Referring expression data:
◆ ◆ ◆ ◆ ◆

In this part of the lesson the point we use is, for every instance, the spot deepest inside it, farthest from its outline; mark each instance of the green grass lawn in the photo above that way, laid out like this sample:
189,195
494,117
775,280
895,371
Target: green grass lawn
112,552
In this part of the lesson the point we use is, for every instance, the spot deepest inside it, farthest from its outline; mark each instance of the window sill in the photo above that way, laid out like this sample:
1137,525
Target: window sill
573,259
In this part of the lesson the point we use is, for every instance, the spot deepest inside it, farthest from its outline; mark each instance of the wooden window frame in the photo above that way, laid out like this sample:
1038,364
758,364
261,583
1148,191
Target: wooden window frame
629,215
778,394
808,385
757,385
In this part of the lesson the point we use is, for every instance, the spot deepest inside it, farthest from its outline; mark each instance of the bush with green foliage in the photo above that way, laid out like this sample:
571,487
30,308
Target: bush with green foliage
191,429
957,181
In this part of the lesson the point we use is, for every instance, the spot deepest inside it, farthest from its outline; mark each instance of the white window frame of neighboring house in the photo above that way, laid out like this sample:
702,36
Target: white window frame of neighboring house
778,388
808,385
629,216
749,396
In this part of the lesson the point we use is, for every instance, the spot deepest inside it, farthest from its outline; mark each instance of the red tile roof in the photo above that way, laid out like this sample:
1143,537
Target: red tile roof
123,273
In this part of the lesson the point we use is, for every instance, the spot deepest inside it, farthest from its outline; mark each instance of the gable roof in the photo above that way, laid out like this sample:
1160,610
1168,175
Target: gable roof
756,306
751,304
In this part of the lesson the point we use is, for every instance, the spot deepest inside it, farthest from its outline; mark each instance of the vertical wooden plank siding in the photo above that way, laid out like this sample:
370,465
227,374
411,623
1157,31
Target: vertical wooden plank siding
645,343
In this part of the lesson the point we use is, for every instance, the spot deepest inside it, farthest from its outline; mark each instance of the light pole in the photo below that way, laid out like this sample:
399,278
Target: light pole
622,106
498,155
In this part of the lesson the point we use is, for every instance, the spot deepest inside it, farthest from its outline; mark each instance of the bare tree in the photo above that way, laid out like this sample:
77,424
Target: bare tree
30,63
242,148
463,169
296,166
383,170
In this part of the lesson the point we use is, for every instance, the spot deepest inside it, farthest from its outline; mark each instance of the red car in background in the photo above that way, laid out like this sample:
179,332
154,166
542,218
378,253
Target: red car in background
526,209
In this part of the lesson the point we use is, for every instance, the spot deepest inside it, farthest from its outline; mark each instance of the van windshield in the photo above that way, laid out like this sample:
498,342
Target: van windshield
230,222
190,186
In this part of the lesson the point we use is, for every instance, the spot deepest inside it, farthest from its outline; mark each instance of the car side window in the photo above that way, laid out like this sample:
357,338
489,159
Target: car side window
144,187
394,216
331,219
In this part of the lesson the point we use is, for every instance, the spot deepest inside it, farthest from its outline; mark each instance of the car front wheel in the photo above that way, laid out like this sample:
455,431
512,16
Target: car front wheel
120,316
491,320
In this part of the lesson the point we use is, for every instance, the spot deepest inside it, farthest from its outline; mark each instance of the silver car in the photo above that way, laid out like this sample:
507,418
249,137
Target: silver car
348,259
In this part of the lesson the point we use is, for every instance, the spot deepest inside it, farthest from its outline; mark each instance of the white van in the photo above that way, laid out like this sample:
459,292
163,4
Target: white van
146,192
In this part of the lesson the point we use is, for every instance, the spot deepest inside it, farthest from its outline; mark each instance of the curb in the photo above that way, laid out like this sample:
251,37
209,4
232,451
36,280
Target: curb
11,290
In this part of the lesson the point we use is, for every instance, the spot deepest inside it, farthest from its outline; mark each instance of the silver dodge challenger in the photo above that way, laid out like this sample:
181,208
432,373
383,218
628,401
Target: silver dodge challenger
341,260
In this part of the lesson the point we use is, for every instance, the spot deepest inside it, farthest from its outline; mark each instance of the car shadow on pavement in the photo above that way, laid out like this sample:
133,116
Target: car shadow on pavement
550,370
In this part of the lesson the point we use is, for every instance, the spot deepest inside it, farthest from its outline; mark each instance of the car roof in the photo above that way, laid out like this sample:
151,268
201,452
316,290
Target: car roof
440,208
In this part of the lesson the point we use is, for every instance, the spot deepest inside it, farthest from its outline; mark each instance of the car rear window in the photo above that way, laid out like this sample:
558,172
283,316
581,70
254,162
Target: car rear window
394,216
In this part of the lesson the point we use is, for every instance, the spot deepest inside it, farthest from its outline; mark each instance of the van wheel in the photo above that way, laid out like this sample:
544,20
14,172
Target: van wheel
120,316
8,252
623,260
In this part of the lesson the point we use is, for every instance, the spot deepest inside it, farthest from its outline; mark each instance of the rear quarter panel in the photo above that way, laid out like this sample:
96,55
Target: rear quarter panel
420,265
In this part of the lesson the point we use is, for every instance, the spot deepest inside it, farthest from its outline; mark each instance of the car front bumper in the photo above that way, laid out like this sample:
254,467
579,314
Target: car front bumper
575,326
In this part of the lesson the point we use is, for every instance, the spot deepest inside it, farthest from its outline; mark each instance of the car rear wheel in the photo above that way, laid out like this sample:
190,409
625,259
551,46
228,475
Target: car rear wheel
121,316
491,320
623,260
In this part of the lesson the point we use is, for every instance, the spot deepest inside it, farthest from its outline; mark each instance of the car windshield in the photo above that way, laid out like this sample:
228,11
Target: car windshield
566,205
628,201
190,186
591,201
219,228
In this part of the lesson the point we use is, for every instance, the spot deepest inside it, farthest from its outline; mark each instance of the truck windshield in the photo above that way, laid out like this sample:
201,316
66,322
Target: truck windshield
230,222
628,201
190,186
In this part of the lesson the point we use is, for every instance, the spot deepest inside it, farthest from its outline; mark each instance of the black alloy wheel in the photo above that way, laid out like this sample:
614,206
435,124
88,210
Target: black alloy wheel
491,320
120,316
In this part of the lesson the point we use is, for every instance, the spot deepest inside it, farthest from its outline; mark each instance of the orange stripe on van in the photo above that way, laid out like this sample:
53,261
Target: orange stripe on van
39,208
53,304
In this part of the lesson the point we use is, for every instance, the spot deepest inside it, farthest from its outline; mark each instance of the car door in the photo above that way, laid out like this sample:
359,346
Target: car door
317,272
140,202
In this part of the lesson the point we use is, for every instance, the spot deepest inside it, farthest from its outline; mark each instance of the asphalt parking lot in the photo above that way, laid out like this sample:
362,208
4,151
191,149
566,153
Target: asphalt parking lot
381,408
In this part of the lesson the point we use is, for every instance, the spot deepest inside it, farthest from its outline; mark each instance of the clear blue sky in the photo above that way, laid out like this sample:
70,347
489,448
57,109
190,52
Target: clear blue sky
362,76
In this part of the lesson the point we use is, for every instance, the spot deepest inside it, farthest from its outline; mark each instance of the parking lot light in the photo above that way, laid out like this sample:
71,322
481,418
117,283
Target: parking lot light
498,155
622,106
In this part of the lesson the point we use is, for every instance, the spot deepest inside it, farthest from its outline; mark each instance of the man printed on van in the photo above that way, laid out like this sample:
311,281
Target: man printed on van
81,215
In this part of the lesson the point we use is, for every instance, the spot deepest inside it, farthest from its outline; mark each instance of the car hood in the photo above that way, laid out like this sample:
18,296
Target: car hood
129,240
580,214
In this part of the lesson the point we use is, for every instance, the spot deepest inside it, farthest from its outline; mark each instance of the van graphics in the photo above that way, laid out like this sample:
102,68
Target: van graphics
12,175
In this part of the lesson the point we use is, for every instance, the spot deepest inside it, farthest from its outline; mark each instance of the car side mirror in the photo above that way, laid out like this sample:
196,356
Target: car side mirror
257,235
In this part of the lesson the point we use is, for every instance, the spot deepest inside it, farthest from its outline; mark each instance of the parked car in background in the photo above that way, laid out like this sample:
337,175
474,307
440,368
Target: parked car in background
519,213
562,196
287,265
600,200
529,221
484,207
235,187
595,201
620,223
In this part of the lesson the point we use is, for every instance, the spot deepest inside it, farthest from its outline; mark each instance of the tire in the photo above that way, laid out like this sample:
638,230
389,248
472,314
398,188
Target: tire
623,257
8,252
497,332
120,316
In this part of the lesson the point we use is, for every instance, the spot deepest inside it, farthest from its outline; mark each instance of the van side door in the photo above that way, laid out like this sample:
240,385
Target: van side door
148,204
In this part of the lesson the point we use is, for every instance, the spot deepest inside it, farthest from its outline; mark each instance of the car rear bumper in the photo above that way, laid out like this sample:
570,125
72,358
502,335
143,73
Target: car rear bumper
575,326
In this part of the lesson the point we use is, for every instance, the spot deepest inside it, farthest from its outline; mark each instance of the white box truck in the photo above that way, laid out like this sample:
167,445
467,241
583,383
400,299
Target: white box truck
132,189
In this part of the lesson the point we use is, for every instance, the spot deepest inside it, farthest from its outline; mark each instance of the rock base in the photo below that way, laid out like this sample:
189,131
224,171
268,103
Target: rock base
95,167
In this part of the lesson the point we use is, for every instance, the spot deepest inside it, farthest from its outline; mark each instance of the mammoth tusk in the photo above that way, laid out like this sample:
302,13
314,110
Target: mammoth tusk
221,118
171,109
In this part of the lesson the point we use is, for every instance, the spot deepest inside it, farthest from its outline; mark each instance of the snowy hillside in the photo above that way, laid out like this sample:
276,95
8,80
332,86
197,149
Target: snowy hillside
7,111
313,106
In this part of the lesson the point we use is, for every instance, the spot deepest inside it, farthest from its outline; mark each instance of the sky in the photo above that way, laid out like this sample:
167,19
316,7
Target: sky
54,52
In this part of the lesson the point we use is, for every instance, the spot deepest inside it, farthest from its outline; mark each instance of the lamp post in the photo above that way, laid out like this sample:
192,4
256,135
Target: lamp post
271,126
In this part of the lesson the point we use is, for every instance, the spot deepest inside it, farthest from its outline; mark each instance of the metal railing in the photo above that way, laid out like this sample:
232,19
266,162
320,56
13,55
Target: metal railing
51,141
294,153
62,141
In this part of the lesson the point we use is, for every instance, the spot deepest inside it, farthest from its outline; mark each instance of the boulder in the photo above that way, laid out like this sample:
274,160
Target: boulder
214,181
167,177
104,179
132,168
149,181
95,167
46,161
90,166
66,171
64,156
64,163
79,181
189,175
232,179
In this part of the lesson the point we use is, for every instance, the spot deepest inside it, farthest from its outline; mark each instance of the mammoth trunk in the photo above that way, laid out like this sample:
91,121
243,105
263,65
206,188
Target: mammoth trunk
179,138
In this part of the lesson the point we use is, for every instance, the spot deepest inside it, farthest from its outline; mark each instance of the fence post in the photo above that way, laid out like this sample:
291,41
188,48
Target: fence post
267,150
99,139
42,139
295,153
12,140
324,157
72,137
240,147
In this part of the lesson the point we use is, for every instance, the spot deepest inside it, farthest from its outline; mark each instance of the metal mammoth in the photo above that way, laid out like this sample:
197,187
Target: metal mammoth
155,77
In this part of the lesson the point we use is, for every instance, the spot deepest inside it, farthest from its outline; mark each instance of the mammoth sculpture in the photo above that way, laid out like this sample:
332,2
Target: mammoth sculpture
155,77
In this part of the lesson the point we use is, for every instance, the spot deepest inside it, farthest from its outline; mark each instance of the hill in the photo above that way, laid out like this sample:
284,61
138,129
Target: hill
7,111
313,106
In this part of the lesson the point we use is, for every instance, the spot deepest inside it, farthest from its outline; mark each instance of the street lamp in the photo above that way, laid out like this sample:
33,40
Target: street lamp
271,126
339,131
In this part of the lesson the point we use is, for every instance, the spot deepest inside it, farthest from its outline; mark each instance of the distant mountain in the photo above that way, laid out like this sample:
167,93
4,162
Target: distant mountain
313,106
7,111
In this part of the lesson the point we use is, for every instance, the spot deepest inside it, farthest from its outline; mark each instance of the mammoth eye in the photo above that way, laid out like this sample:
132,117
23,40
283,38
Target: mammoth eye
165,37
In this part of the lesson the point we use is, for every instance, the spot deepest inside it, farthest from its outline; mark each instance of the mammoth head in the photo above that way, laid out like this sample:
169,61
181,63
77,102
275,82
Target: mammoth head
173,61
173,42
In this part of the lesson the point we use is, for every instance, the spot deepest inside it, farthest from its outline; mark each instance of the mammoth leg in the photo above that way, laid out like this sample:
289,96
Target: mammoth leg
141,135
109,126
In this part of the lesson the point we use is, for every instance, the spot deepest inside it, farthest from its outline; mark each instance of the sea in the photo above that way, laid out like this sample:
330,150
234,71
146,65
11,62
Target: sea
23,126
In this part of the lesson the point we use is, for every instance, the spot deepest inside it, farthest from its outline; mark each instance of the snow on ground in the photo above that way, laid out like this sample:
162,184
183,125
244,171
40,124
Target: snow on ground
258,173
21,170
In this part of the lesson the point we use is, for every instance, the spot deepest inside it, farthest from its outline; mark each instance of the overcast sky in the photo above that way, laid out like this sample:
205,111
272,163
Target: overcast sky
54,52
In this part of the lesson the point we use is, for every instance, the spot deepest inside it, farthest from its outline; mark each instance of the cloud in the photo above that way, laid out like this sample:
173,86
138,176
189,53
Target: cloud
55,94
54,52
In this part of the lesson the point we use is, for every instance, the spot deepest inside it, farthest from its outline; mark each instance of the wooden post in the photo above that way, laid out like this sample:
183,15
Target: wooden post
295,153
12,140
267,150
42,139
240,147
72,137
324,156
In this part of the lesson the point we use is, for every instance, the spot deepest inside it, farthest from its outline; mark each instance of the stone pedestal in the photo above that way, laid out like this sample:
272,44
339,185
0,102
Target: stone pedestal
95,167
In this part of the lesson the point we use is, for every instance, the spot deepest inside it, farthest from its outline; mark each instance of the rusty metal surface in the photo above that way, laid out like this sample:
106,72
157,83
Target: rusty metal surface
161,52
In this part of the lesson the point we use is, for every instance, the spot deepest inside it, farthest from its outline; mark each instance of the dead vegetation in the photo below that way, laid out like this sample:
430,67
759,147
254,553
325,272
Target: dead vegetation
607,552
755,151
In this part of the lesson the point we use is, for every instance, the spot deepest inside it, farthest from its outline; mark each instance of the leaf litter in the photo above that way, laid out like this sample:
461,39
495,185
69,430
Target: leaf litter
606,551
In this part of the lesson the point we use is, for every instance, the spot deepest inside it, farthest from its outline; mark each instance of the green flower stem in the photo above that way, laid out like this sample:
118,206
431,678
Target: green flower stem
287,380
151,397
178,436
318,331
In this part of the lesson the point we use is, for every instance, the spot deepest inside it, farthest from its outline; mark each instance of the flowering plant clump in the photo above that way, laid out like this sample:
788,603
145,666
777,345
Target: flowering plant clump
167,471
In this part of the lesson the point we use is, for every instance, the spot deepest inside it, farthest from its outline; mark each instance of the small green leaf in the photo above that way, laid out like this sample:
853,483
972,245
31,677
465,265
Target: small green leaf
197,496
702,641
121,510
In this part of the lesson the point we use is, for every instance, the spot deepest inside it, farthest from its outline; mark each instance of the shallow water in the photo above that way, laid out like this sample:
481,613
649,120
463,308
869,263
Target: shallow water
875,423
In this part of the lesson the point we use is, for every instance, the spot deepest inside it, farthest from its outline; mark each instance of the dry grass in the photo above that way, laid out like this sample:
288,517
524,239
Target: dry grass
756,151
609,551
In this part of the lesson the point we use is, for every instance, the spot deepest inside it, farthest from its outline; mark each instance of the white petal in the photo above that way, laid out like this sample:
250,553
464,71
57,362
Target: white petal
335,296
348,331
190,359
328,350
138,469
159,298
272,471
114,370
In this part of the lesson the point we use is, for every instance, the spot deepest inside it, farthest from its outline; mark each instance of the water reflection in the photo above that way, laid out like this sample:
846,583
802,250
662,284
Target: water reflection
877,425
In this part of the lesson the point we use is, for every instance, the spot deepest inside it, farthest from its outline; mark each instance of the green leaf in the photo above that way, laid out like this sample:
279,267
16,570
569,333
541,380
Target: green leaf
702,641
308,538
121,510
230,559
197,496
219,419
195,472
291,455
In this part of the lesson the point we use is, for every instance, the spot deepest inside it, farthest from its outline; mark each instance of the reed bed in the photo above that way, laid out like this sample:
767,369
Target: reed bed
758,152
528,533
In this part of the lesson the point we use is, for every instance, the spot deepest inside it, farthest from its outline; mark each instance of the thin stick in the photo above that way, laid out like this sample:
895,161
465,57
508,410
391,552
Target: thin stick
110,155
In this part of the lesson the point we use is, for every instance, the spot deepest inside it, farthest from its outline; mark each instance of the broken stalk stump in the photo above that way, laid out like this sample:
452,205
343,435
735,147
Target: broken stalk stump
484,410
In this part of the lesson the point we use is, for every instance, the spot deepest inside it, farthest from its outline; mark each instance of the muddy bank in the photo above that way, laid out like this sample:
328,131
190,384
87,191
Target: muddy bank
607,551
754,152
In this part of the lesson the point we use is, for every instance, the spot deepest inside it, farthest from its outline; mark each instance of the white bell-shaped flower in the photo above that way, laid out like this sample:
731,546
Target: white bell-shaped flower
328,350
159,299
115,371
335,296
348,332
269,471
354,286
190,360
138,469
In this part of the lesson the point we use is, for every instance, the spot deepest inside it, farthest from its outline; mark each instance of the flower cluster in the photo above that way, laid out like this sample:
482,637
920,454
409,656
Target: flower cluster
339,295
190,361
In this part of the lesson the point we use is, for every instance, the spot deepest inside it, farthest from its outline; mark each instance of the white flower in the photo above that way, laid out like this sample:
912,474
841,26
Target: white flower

◆ ◆ ◆ ◆ ◆

▸ EXERCISE BRIEF
Would you retype the lines above from the one with "Target: white van" down to the one with "rear window in", word for word, both ends included and no other lines?

▸ RESPONSE TO THE TASK
Target: white van
146,192
In this part of the lesson the point we use is, for every instance, the spot deepest inside it, farthest from its outline; mark each instance of the curb in the photo above that way, laid out like this sample:
251,37
209,4
232,451
36,280
Target: curb
11,290
In this part of the lesson the point we use is, for every instance, the spot deepest inside it, farthest from its outline; mark each instance of the silver dodge challenger in the photo above that way, laid out like this sample:
181,208
432,373
383,218
628,401
Target: silver dodge challenger
341,260
In this part of the lesson the point we use is, for every instance, the spot deepest inside it, farthest from its outline; mark each instance of the car shadow on pavement in the photo above that way, laid out like this sample:
133,116
Target: car shadow on pavement
550,370
In this part of the lesson the point we use is, for every instance, the spot deepest inside it, farthest from its outline; mark each instance of the car roof in the photo above that way, laid out like this sample:
151,268
201,452
316,290
Target: car roof
440,208
In this part of the lesson the point we use is, for every instance, the spot deepest inside it, farthest from its outline; mark each instance of the car rear window in the photo above that way, laid out like this sample:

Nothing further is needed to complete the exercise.